▶ SOURCE
════════════════════

BILL CURTIS-DAVIDSON: Well, thank you for sharing those stories and examples. Brandon, do you have anything you might want to pepper in here in terms of the work you’ve been doing and what challenges you’ve been addressing?
BRANDON BIGGS: Yeah, absolutely. So the biggest challenge that I have is that people think that– they’ve been focusing primarily on visuals. And so there is the whole field of audio and haptics that are very unexplored and significantly underfunded. So the world is twice as big, three times as big if you add on these sounds and haptic experiences. And I think they can be just as interesting as the visual displays. So my challenge has been, how do we present information in what’s known as a cross-sensory way, so that the information is accessible equally, visually, auditorily, and tactilely. And so most of my research has been on, how do we make these modalities independent of one another so that we can use them and then eventually combine them together to create a really incredible experience where you can choose what modality you want to use? And so that’s the real excitement here is that we’ve got the fields of data visualization, of visual virtual reality, they’ve gone for four years. And a lot of stuff has been solved. There there’s still many things that haven’t. But there’s been a lot of work in that space. But there’s hardly any work in nonvisual virtual reality. And that’s even bigger than visual virtual reality. So that’s really super-exciting.
BILL CURTIS-DAVIDSON: I love what you’re pointing out there. And I guess I should pause and say to our audience that if you don’t a huge amount about these technologies, one thing that you’ll learn more and more is that the hardware is becoming more and more capable of sensing the environment, our movement as a person as we’re wearing it, just like our phone is also capable of that. And our phone is also getting more of these capabilities as well as even some other types of devices but also, sensors of various kinds, cameras, spatial mapping sensors, audio sensors. So as we were just hearing some of these lively examples, I think each of these has a tech challenge to it, right? But first, we need to ignite our imagination. And Brandon, I love that you say that this is under-tapped, right? People are privileging in a way the visual domain, but really need to unpack these areas. And I think one way that we can and should do that is to understand the barriers that people are having, because then we have problems we can solve for. And I know each of you are exploring that in your own way. Alexa, I would love to ask you to talk about that very topic. Like, what kind of barriers have you felt when you’ve been using these type of spatial or immersive technologies?
ALEXA HUTH: Sure, I think, obviously, the barriers are different for every person. Because I have very limited peripheral vision, I find that a lot of these experiences place things outside of my visual reach, just by default. And I think it would be wonderful if there was a way to customize. Obviously, accessibility options though are never enough. But these should be mainstream options as well. Where do you visually focus, if you do visually focus, would be a really important question for me, because it is my left-central vision. And when I hop into any sort of an immersive experience, I’m immediately scrambling. Is there a menu bar, perhaps, below my field of vision? So I’m looking everywhere. It’s very overwhelming. In addition to that, I am very light sensitive. And so at any point, this is a very bright room for me that I’m currently in. And it’s just because we’re recording. I usually like to be in a very dark environment. So when I put on an HMD, I am, again, overwhelmed by how bright it is. It’s pretty painful. If that could be customized down for every immersive experience that I do, that would be wonderful. So I think really, a lot of the barriers are fixable, if we are thinking beyond the pretty. We’re not thinking about the colors and the oh, should we put something on the virtual wall? That’s great. But that’s something that’s going to be a virtual clutter for me. And with the outside world, the physical world being not built for me already, I can only control my apartment. And I would love to be able to control my virtual space as well. So I think there are a lot of barriers, but they are fixable for me personally.

════════════════════

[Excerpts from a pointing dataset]
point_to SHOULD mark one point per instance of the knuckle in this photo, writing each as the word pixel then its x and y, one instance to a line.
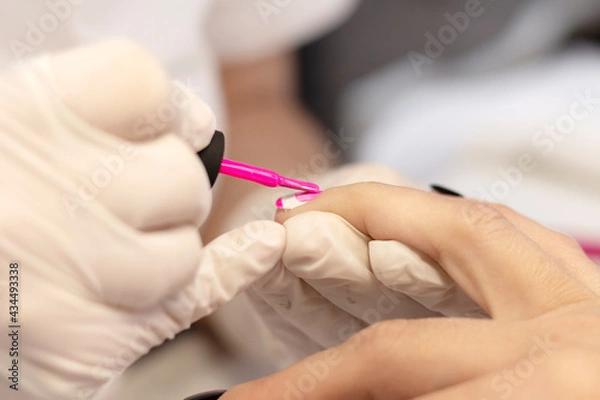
pixel 382 337
pixel 310 236
pixel 481 219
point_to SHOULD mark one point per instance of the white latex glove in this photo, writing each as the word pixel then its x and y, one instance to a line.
pixel 100 207
pixel 334 280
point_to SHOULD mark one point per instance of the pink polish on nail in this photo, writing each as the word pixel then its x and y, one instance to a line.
pixel 294 200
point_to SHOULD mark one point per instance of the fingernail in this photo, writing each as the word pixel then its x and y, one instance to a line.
pixel 294 200
pixel 442 190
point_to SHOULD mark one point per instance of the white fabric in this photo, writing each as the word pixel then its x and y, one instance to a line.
pixel 102 217
pixel 186 36
pixel 242 30
pixel 470 132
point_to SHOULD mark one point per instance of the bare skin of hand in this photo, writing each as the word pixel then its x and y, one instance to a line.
pixel 541 291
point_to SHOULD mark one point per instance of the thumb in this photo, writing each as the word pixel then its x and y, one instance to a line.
pixel 233 261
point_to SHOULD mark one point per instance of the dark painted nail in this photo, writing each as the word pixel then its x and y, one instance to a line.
pixel 214 395
pixel 212 156
pixel 442 190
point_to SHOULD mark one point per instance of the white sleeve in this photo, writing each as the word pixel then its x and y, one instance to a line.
pixel 242 30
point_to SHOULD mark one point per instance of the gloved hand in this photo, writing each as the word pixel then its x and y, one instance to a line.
pixel 99 215
pixel 333 280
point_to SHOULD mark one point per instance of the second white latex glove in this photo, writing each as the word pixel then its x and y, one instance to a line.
pixel 101 205
pixel 333 280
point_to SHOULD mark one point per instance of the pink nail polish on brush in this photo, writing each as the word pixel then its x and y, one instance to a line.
pixel 294 200
pixel 264 176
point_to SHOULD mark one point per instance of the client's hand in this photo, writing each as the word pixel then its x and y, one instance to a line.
pixel 540 289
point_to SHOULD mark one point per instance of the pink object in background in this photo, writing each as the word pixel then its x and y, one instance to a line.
pixel 264 176
pixel 294 200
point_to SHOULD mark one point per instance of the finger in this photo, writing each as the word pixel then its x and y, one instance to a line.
pixel 118 87
pixel 333 257
pixel 286 344
pixel 153 185
pixel 306 309
pixel 400 359
pixel 498 266
pixel 560 246
pixel 111 85
pixel 416 275
pixel 234 261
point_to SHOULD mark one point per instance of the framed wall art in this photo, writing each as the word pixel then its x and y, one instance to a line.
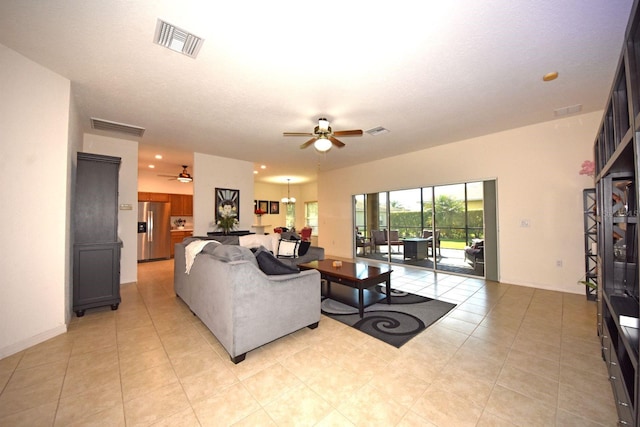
pixel 227 203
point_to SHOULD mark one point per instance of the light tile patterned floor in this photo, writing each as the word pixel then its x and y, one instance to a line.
pixel 505 356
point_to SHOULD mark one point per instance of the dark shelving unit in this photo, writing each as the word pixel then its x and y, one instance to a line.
pixel 616 152
pixel 590 242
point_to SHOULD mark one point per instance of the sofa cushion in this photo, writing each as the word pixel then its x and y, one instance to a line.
pixel 232 253
pixel 288 248
pixel 210 247
pixel 269 241
pixel 270 265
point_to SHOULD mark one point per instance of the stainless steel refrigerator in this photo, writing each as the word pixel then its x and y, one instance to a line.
pixel 154 230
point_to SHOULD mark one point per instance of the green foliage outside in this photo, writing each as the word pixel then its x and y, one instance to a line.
pixel 456 228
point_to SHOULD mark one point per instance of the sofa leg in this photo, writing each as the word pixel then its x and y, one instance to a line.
pixel 239 358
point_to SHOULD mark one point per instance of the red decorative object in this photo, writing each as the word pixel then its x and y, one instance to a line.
pixel 588 168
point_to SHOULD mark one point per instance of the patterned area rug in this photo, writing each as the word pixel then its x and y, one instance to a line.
pixel 395 324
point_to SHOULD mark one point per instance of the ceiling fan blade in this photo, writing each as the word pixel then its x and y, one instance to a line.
pixel 308 143
pixel 354 132
pixel 336 142
pixel 297 134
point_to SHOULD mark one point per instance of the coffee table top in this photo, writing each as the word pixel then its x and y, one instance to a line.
pixel 348 270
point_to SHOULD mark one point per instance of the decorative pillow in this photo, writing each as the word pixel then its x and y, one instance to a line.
pixel 232 253
pixel 270 265
pixel 269 241
pixel 288 249
pixel 303 248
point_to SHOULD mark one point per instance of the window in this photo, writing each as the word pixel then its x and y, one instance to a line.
pixel 290 212
pixel 311 216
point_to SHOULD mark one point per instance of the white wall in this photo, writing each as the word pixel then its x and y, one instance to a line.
pixel 127 150
pixel 536 168
pixel 211 172
pixel 34 121
pixel 75 145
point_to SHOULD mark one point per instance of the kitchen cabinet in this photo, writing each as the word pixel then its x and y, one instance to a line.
pixel 96 247
pixel 177 237
pixel 153 197
pixel 181 204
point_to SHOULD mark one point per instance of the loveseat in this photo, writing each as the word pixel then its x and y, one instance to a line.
pixel 304 252
pixel 241 305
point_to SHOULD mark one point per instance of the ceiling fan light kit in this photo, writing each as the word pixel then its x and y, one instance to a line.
pixel 322 144
pixel 324 137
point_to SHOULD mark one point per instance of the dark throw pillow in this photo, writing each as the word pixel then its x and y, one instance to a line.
pixel 303 248
pixel 270 265
pixel 288 248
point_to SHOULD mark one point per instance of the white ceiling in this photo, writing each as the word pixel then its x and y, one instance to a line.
pixel 430 72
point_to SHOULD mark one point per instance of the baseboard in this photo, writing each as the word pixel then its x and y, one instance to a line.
pixel 30 342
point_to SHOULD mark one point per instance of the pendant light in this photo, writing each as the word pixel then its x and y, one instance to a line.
pixel 288 199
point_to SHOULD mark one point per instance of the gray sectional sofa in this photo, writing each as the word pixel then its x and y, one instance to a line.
pixel 241 305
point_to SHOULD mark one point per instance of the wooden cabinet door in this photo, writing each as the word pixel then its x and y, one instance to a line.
pixel 176 204
pixel 181 204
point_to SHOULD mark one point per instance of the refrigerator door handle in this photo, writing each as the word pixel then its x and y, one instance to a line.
pixel 150 231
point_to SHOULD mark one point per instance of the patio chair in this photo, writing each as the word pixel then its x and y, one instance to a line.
pixel 305 234
pixel 428 234
pixel 379 238
pixel 362 242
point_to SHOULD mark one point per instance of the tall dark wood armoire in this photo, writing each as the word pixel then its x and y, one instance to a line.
pixel 96 248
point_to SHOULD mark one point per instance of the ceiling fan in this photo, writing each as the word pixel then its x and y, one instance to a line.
pixel 184 176
pixel 324 137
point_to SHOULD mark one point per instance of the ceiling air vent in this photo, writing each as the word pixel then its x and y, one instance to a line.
pixel 100 124
pixel 177 39
pixel 377 131
pixel 565 111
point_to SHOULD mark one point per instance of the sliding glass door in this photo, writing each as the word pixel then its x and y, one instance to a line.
pixel 440 227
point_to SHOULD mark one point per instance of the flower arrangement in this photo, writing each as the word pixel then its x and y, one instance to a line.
pixel 588 168
pixel 227 222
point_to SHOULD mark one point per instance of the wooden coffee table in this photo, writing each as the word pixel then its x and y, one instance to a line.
pixel 358 278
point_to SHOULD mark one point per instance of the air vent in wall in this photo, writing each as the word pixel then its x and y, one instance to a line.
pixel 177 39
pixel 100 124
pixel 377 131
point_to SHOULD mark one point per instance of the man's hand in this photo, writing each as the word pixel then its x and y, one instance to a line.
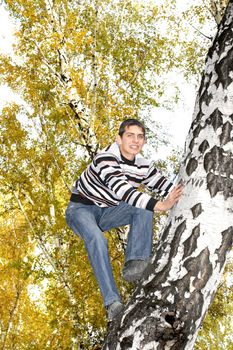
pixel 173 197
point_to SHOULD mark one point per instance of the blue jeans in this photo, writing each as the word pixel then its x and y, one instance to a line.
pixel 89 222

════════════════════

▶ PROBLEMS TO SOLVE
1) In the panel transcript, how does Brandon Biggs want information to be equally accessible?
2) Please rewrite the panel transcript, beginning at the words "BILL CURTIS-DAVIDSON: Well, thank" and stopping after "you’ve been addressing?", with "anecdotes" in place of "stories".

▶ ANSWERS TO EACH TASK
1) Visually, auditorily, and tactilely.

2)
BILL CURTIS-DAVIDSON: Well, thank you for sharing those anecdotes and examples. Brandon, do you have anything you might want to pepper in here in terms of the work you’ve been doing and what challenges you’ve been addressing?